Text zur Analyse:
════

Ein Besuch bei der gastfreundlichen Geiger Anna war immer ein Erlebnis. Freudig wurde man von der großen „Labe“ des alten Bauernwohnhauses in die schmucke Stube geleitet. Beim Eintreten fiel gleich eine Mauernische an der Südwand auf, die bei der Renovierung des Wohnraumes extra für ein Standbild des heiligen Josef geschaffen wurde. Anna war überzeugt, dass ihr der Heilige schon in vielen Lebenslagen geholfen hatte. Bei einer Jause entwickelte sich bald ein reges Gespräch über Familie und Arbeiten, in dem man ihre positive Lebenseinstellung kennenlernte. Zum Pfiat Gott wurde man mit einem selbst gebackenen „Breatl“ beschenkt.
Schwere Kindheit
Anna erblickte 1939 als viertes von acht Kindern der Maria Hernegger und des Engelbert Leiter am westlichen Asthof in Sillian das Licht der Welt. Ihre ersten Lebensjahre fielen in die Zeit des 2. Weltkrieges, wobei Anna am 3. März 1945 miterleben musste, wie auch ihr Elternhaus bei einem Tieffliegerangriff auf den Sillianer Bahnhof samt Hab und Gut niederbrannte. Zu diesem Zeitpunkt waren die Asthofer Kinder gottlob bei ihrer Tante zu Feichtler am sonnseitigen Heinfelsberg in Sicherheit. Eine Baracke diente in der Folgezeit bis zum Wiederaufbau des Hofes mehr schlecht als recht zur Unterkunft.

════

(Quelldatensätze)

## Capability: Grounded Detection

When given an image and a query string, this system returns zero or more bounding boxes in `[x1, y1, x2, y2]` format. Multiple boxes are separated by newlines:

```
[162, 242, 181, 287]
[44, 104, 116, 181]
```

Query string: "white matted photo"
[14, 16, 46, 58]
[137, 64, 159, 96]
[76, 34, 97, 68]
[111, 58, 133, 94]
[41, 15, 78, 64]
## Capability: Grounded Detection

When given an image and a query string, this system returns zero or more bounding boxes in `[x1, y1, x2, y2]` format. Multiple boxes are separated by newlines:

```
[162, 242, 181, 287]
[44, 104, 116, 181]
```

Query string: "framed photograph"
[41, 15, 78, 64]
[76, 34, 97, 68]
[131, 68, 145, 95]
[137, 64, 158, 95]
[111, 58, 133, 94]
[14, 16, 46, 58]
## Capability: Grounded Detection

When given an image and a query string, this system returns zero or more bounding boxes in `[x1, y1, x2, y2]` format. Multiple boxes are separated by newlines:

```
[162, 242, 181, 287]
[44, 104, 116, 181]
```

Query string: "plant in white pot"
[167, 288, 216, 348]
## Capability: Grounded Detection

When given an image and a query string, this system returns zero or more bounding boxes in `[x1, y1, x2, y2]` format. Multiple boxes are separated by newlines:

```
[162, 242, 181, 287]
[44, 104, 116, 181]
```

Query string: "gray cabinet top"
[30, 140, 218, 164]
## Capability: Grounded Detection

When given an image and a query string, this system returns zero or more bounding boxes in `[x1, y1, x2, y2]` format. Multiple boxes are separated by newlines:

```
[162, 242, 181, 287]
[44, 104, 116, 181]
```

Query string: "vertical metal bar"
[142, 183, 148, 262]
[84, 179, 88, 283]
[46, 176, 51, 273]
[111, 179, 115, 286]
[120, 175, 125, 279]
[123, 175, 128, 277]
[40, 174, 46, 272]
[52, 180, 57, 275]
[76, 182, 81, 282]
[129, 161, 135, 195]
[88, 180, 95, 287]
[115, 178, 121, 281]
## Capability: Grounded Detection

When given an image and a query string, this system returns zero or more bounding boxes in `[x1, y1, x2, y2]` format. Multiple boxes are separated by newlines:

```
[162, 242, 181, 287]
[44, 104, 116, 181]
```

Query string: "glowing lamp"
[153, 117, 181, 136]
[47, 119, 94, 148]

════

Verständnis prüfen:
**A.** Fasse den Absatz aus dem Text zur Analyse, der mit „Anna erblickte 1939“ beginnt, als Stichpunktliste zusammen. Die wichtigsten Fakten müssen erhalten bleiben.
**B.** Schreibe aus dem Text zur Analyse alles von „Schwere Kindheit“ bis hinunter zu „recht zur Unterkunft.“ wortgetreu ab.

Lösungen im Überblick:
**A.**
- 1939 als viertes von acht Kindern von Maria Hernegger und Engelbert Leiter am westlichen Asthof in Sillian geboren
- Erste Lebensjahre in der Zeit des 2. Weltkrieges
- 3. März 1945: Das Elternhaus brennt bei einem Tieffliegerangriff auf den Sillianer Bahnhof samt Hab und Gut nieder.
- Die Asthofer Kinder sind zu diesem Zeitpunkt bei ihrer Tante zu Feichtler am sonnseitigen Heinfelsberg in Sicherheit.
- Bis zum Wiederaufbau des Hofes dient eine Baracke mehr schlecht als recht als Unterkunft.

**B.**
Schwere Kindheit
Anna erblickte 1939 als viertes von acht Kindern der Maria Hernegger und des Engelbert Leiter am westlichen Asthof in Sillian das Licht der Welt. Ihre ersten Lebensjahre fielen in die Zeit des 2. Weltkrieges, wobei Anna am 3. März 1945 miterleben musste, wie auch ihr Elternhaus bei einem Tieffliegerangriff auf den Sillianer Bahnhof samt Hab und Gut niederbrannte. Zu diesem Zeitpunkt waren die Asthofer Kinder gottlob bei ihrer Tante zu Feichtler am sonnseitigen Heinfelsberg in Sicherheit. Eine Baracke diente in der Folgezeit bis zum Wiederaufbau des Hofes mehr schlecht als recht zur Unterkunft.